◆ Exercise prompt
Output the stretch from the start of the rows below through the line containing "x=378, y=267" as a JSON list of strings, one string per line, with blank lines left out.

◆ Data listing
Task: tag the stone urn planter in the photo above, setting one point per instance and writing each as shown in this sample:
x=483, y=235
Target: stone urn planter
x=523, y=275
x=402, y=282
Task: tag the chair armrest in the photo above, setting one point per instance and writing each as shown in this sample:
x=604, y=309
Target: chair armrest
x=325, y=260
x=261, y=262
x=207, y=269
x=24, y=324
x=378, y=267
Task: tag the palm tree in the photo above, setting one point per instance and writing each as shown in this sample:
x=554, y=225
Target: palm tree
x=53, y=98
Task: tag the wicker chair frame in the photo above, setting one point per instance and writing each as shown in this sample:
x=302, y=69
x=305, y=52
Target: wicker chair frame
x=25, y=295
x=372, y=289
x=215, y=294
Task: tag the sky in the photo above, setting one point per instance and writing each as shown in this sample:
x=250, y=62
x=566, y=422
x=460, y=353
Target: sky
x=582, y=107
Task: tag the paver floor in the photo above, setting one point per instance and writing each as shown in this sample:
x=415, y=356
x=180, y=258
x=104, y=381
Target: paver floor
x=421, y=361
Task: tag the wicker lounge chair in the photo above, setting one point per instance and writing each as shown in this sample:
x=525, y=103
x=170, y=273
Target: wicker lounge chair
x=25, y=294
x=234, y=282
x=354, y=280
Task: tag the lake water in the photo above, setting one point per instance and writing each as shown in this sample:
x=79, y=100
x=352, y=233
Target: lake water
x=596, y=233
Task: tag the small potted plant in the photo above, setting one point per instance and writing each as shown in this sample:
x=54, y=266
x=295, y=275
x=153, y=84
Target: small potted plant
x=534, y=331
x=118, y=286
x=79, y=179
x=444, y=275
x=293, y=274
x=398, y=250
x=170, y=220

◆ Solved exercise
[
  "Task: tag the stone urn planter in the photo above, setting one point per instance and writing each as shown in this sample:",
  "x=483, y=235",
  "Target: stone urn planter",
  "x=523, y=275",
  "x=402, y=282",
  "Task: tag the chair armrest in the photo above, setting one point per instance and writing each as shown in this sample:",
  "x=604, y=309",
  "Target: chair armrest",
  "x=325, y=260",
  "x=261, y=262",
  "x=207, y=269",
  "x=24, y=324",
  "x=378, y=267"
]